▶ [EXERCISE] Up to the line containing "the dark trousers.", nothing is kept; from that line through the end of the data below, output every line exactly.

───── LISTED RECORDS

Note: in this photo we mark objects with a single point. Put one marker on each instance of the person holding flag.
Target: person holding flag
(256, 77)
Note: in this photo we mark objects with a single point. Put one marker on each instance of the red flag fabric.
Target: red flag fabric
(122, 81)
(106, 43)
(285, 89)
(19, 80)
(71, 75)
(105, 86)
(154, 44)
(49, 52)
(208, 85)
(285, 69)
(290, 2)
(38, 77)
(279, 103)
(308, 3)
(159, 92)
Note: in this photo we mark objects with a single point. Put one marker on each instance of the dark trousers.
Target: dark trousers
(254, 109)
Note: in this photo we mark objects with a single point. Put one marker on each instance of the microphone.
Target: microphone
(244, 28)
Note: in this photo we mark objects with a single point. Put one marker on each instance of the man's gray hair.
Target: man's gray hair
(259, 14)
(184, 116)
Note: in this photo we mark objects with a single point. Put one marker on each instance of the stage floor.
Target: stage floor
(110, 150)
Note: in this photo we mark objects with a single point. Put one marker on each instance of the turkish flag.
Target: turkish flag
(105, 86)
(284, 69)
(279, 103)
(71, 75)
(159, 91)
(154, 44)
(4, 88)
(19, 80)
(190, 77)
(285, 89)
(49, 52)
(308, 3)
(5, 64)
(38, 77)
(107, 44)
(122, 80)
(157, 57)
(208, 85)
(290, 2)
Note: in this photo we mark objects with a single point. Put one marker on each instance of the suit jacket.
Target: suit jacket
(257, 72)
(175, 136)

──────────

▶ [OUTPUT]
Note: in this photo we mark objects with a single point. Put one marker on each instance of the dark trousers.
Target: dark trousers
(254, 109)
Note: in this photo we mark objects with a single point. Put one marker on each instance of the microphone.
Target: microphone
(244, 28)
Note: in this photo we mark objects with a single point. Put one marker on each instance of the man's gray hair.
Target: man's gray hair
(259, 14)
(184, 116)
Note: in this photo we mark objects with a single point. Put one marker on each instance of the stage floor.
Target: stage floor
(110, 150)
Note: in this photo we mark objects with a single point. Put one marker on each instance of the turkish flag.
Target: turkish flag
(105, 86)
(284, 69)
(279, 103)
(71, 75)
(159, 91)
(154, 44)
(4, 88)
(19, 80)
(190, 77)
(285, 89)
(49, 52)
(308, 3)
(5, 64)
(38, 77)
(107, 44)
(122, 80)
(157, 57)
(208, 85)
(290, 2)
Note: in this photo we mark objects with a single point. Put one marker on each instance of the suit jacket.
Target: suit jacket
(257, 72)
(175, 136)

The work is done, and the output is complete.